BEGIN
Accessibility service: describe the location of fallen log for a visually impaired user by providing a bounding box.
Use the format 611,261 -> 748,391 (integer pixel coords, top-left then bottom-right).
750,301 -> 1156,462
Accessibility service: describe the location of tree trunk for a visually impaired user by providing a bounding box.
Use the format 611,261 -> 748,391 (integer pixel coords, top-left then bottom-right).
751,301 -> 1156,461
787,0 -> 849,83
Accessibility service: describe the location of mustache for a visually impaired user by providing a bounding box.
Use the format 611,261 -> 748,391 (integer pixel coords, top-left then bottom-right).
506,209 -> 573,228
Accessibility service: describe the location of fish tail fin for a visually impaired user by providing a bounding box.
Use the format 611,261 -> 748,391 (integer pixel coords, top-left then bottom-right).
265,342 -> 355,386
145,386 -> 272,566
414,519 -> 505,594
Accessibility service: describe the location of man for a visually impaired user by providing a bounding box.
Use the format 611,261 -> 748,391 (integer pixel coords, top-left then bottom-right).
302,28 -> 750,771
END
GIVEN REQUEST
Rewrite the listing above as a JSON list of strings with one string per line, leaving out any blank lines.

FULL ANSWER
[
  "Accessibility service: describe the location of fallen log for a visually impaired user by providing a bounding box.",
  "Use the format 611,261 -> 748,391 (integer pixel coords, top-left then bottom-right).",
  "750,301 -> 1156,462",
  "Accessibility service: describe the location of tree trunk for a visually impaired user by providing a bounding box.",
  "Use the format 611,261 -> 748,391 (integer pixel coords, top-left then bottom-right).",
  "751,301 -> 1156,461",
  "787,0 -> 849,83",
  "Accessibility service: describe the location of mustache for a visually impaired user by providing a bounding box.",
  "Use the format 611,261 -> 748,391 (integer pixel coords, top-left then bottom-right).",
  "506,209 -> 573,228",
  "Accessibility service: describe the location of fish tail fin for a visually impaired user by providing a bounding box.",
  "Use the format 611,261 -> 748,391 (integer pixel coords, top-left then bottom-right).",
  "265,342 -> 355,386",
  "145,386 -> 272,566",
  "414,519 -> 505,594",
  "Accessibility service: describe the location of man for a visually impaired user by providing a bounding box.",
  "Use the format 611,261 -> 748,391 (integer pixel coords, top-left then bottom-right).",
  "302,28 -> 750,771"
]